= Beginning of Section =

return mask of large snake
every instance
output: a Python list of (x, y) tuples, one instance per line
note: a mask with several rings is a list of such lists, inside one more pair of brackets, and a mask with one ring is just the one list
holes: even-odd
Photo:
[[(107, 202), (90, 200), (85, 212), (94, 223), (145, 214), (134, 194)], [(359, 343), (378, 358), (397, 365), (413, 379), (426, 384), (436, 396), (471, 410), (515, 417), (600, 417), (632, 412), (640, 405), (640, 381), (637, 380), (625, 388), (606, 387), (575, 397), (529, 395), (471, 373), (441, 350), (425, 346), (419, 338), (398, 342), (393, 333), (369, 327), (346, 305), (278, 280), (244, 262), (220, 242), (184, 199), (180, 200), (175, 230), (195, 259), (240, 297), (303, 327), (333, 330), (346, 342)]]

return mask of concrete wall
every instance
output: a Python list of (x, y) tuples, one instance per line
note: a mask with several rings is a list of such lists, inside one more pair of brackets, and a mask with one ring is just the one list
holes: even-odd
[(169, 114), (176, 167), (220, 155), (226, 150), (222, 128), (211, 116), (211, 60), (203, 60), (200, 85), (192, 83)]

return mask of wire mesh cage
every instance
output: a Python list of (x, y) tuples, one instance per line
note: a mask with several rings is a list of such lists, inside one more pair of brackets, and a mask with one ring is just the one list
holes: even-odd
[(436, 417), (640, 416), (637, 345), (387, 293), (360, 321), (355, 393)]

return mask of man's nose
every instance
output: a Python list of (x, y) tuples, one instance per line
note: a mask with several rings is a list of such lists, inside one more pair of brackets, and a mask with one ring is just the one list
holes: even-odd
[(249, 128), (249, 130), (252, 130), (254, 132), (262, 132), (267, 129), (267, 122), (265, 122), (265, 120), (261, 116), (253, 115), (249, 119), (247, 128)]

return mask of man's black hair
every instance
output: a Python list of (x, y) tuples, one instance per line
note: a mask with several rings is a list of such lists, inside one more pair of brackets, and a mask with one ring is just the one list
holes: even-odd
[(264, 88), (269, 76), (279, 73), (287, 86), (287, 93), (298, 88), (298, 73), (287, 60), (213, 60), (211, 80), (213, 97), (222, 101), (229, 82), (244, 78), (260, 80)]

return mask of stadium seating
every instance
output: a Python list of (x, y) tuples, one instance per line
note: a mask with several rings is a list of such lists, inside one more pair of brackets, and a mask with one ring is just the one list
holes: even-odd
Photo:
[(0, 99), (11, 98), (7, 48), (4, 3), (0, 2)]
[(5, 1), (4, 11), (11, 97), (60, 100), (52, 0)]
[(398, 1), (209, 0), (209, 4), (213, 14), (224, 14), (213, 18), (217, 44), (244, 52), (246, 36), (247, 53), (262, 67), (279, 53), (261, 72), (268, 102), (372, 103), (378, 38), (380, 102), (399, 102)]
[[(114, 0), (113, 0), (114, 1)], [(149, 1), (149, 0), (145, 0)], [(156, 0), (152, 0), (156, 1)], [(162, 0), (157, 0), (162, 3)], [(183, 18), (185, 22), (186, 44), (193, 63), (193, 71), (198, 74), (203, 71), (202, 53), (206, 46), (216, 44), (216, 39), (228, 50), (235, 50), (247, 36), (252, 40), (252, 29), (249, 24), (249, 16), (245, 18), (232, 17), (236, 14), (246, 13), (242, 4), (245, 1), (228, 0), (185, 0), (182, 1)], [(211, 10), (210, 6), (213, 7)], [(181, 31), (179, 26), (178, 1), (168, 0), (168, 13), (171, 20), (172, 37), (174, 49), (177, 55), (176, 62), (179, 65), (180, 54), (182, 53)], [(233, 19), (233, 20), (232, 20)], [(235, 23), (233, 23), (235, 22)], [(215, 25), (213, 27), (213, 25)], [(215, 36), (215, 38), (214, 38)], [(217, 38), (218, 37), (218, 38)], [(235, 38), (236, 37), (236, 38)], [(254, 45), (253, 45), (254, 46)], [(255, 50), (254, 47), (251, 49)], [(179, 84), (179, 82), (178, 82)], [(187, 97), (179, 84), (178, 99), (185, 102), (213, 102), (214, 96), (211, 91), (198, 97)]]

= End of Section =

** Exercise description **
Transcribe the data above in full, keeping every word as it is.

** Exercise solution **
return mask of large snake
every instance
output: a Python list of (x, y) tuples, one instance per line
note: a mask with several rings is a list of such lists, inside one more pair of brackets, and a mask with one ring is just the one list
holes: even-odd
Photo:
[[(107, 202), (90, 200), (85, 212), (94, 223), (145, 214), (134, 194)], [(359, 343), (378, 358), (397, 365), (413, 379), (426, 384), (436, 396), (471, 410), (515, 417), (600, 417), (632, 412), (640, 405), (640, 381), (637, 380), (625, 388), (606, 387), (575, 397), (529, 395), (471, 373), (441, 350), (425, 346), (419, 338), (398, 342), (393, 333), (369, 327), (346, 305), (278, 280), (244, 262), (220, 242), (184, 199), (180, 200), (175, 230), (195, 259), (240, 297), (303, 327), (333, 330), (346, 342)]]

return mask of concrete wall
every instance
output: a Python list of (x, y) tuples, one instance per line
note: a mask with several rings is a list of such lists, inside one more pair of brackets, and a mask with one ring is just the one list
holes: even-odd
[(169, 114), (176, 167), (220, 155), (226, 150), (222, 128), (211, 116), (211, 60), (203, 60), (200, 85), (192, 83)]

return mask of wire mesh cage
every instance
output: a Python list of (x, y) tuples, one instance per line
note: a mask with several rings is a list of such lists, inside one more pair of brackets, and a mask with one ring is just the one list
holes: even-odd
[(436, 417), (640, 416), (637, 345), (387, 293), (360, 321), (355, 393)]

return mask of man's nose
every instance
output: a Python list of (x, y) tuples, one instance per line
note: a mask with several rings is a list of such lists, inside one more pair of brackets, and a mask with one ring is just the one list
holes: even-odd
[(249, 128), (249, 130), (252, 130), (254, 132), (262, 132), (267, 129), (267, 122), (265, 122), (265, 120), (261, 116), (253, 115), (249, 119), (247, 128)]

return mask of man's black hair
every instance
output: a Python list of (x, y) tuples, one instance per line
note: a mask with several rings is a list of such lists, inside one more pair of brackets, and a mask with one ring is just the one list
holes: even-odd
[(264, 88), (269, 76), (279, 73), (287, 86), (287, 93), (298, 88), (298, 73), (287, 60), (213, 60), (211, 80), (213, 97), (222, 101), (229, 82), (244, 78), (260, 80)]

return mask of stadium seating
every instance
output: a Python list of (x, y) tuples, one instance per line
note: a mask with several rings is a list of such lists, inside one more pair of brackets, and a mask with one ring is just the one list
holes: even-odd
Photo:
[(0, 99), (11, 98), (7, 48), (4, 3), (0, 2)]
[(5, 1), (4, 11), (11, 97), (60, 100), (52, 0)]
[(398, 1), (209, 0), (209, 4), (213, 14), (224, 14), (213, 18), (217, 44), (244, 52), (246, 36), (247, 53), (262, 67), (279, 53), (261, 72), (268, 102), (372, 103), (378, 38), (380, 102), (399, 102)]
[[(114, 0), (113, 0), (114, 1)], [(149, 1), (149, 0), (145, 0)], [(156, 0), (152, 0), (156, 1)], [(162, 0), (157, 0), (162, 3)], [(183, 18), (185, 22), (186, 44), (193, 63), (193, 71), (198, 74), (203, 71), (202, 53), (206, 46), (216, 44), (216, 39), (228, 50), (235, 50), (247, 36), (252, 40), (252, 29), (249, 24), (249, 16), (245, 18), (232, 17), (236, 14), (246, 13), (242, 4), (245, 1), (228, 0), (185, 0), (182, 1)], [(211, 10), (210, 6), (213, 7)], [(181, 31), (179, 26), (178, 1), (168, 0), (168, 13), (171, 20), (172, 37), (174, 49), (177, 55), (176, 62), (179, 65), (180, 54), (182, 53)], [(233, 19), (233, 20), (232, 20)], [(235, 23), (233, 23), (235, 22)], [(215, 25), (213, 27), (213, 25)], [(215, 36), (215, 38), (214, 38)], [(217, 38), (218, 37), (218, 38)], [(235, 38), (236, 37), (236, 38)], [(254, 45), (253, 45), (254, 46)], [(255, 50), (254, 47), (251, 49)], [(179, 84), (179, 82), (178, 82)], [(187, 97), (179, 84), (178, 99), (185, 102), (213, 102), (214, 96), (211, 91), (198, 97)]]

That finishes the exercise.